_THE PROBLEM_
Could you render every line of the data below as a JSON list of strings, one string per line, with blank lines left out?

--- START MATERIAL FOR THIS EXERCISE ---

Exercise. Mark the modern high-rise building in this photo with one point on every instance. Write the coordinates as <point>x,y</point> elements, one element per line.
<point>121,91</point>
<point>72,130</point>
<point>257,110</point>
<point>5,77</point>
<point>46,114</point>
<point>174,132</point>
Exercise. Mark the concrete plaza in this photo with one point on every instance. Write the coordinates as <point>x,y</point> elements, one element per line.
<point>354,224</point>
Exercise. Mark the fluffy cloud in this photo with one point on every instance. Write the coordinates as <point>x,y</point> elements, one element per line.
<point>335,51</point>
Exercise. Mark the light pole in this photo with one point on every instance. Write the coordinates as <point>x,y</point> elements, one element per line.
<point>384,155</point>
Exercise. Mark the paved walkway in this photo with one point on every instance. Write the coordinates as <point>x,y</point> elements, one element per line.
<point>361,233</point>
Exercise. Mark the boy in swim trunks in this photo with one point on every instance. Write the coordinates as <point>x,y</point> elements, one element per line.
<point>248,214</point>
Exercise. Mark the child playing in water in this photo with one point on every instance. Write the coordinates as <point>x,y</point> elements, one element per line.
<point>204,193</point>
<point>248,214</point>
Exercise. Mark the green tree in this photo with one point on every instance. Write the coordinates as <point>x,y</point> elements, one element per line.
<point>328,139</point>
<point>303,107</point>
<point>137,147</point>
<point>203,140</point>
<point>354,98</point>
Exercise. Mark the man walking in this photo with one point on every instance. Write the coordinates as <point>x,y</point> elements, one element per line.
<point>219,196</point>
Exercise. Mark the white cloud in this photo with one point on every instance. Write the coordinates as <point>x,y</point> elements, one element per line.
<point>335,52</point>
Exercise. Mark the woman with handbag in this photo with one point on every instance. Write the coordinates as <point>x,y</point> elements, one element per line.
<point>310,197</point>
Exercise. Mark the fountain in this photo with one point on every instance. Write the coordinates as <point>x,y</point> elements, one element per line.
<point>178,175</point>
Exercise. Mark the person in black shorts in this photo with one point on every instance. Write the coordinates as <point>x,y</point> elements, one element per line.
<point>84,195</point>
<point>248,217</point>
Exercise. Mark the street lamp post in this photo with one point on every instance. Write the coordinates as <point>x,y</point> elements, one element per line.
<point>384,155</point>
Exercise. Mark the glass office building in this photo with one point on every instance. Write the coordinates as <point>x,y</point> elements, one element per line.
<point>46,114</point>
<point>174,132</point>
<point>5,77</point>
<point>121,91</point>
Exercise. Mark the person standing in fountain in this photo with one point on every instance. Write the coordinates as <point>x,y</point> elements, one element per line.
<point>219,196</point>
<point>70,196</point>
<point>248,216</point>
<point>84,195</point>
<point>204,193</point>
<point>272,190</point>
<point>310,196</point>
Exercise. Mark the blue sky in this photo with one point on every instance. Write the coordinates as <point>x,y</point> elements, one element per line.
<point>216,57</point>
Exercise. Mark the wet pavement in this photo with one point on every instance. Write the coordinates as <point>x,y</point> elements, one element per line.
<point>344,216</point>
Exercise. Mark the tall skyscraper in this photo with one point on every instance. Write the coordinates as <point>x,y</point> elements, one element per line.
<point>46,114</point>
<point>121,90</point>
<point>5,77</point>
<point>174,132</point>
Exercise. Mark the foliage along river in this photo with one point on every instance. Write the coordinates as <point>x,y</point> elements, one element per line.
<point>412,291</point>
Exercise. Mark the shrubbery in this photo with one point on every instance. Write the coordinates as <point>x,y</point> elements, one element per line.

--- END MATERIAL FOR THIS EXERCISE ---

_WRITTEN ANSWER_
[
  "Exercise. Mark the modern high-rise building in this photo with one point on every instance. Write the coordinates as <point>x,y</point> elements, one element per line.",
  "<point>121,91</point>",
  "<point>72,130</point>",
  "<point>257,110</point>",
  "<point>5,77</point>",
  "<point>46,114</point>",
  "<point>174,132</point>",
  "Exercise. Mark the concrete plaza in this photo with one point on every instance. Write the coordinates as <point>x,y</point> elements, one element per line.",
  "<point>354,224</point>",
  "Exercise. Mark the fluffy cloud in this photo with one point on every instance. Write the coordinates as <point>x,y</point> elements, one element per line.",
  "<point>335,51</point>",
  "Exercise. Mark the light pole in this photo with one point on every instance. Write the coordinates as <point>x,y</point> elements, one element per line.",
  "<point>384,155</point>",
  "Exercise. Mark the paved walkway in this photo with one point on every instance. Write the coordinates as <point>x,y</point> elements, one element per line.",
  "<point>361,233</point>",
  "Exercise. Mark the boy in swim trunks in this photo with one point on every instance. Write the coordinates as <point>x,y</point> elements, one element per line.",
  "<point>248,214</point>",
  "Exercise. Mark the child playing in water in this photo with one point on every instance. Write the coordinates as <point>x,y</point> elements, one element per line.",
  "<point>204,193</point>",
  "<point>248,214</point>",
  "Exercise. Mark the green tree in this photo with one point on every instance. Write the coordinates as <point>x,y</point> elements, one element per line.",
  "<point>328,139</point>",
  "<point>303,107</point>",
  "<point>137,147</point>",
  "<point>203,140</point>",
  "<point>354,98</point>",
  "Exercise. Mark the man walking in this photo with one point on every instance. Write the coordinates as <point>x,y</point> elements, one element per line.",
  "<point>219,196</point>",
  "Exercise. Mark the white cloud in this photo with one point on every instance. Write the coordinates as <point>x,y</point> elements, one element per line.",
  "<point>335,52</point>",
  "Exercise. Mark the woman with handbag in this photo with one point on every instance. Write the coordinates as <point>x,y</point> elements, one element per line.",
  "<point>310,197</point>",
  "Exercise. Mark the fountain in this photo with one point on every instance. Write the coordinates as <point>x,y</point> elements, one element per line.",
  "<point>178,175</point>",
  "Exercise. Mark the person in black shorts in this photo with one point on every instance. Write the coordinates as <point>x,y</point> elements, one element per line.",
  "<point>84,195</point>",
  "<point>248,217</point>",
  "Exercise. Mark the street lamp post in this photo with one point on every instance. Write the coordinates as <point>x,y</point> elements, one element per line.",
  "<point>384,155</point>",
  "Exercise. Mark the glass office building in this photo with one point on every instance. Write the coordinates as <point>x,y</point> elements, one element per line.",
  "<point>46,114</point>",
  "<point>174,132</point>",
  "<point>5,77</point>",
  "<point>121,91</point>",
  "Exercise. Mark the person standing in fountain in this photo with one point on every instance. Write the coordinates as <point>x,y</point> elements, one element per line.",
  "<point>219,196</point>",
  "<point>70,196</point>",
  "<point>248,216</point>",
  "<point>84,195</point>",
  "<point>204,193</point>",
  "<point>272,190</point>",
  "<point>310,196</point>",
  "Exercise. Mark the blue sky in this photo with one point on every instance. Write the coordinates as <point>x,y</point> elements, one element per line.",
  "<point>216,57</point>",
  "Exercise. Mark the wet pavement in this photo with one point on every instance. Write the coordinates as <point>x,y</point> elements, one element per line.",
  "<point>344,216</point>",
  "Exercise. Mark the tall skyscraper in this photo with one point on every instance. Write the coordinates as <point>x,y</point> elements, one element per line.",
  "<point>46,114</point>",
  "<point>121,90</point>",
  "<point>5,77</point>",
  "<point>174,132</point>",
  "Exercise. Mark the foliage along river in this photo with one point on every instance. Write the coordinates as <point>x,y</point> elements, one element per line.",
  "<point>412,291</point>",
  "Exercise. Mark the shrubbery in this photo with one point on every instance. Write the coordinates as <point>x,y</point> elements, one element per line."
]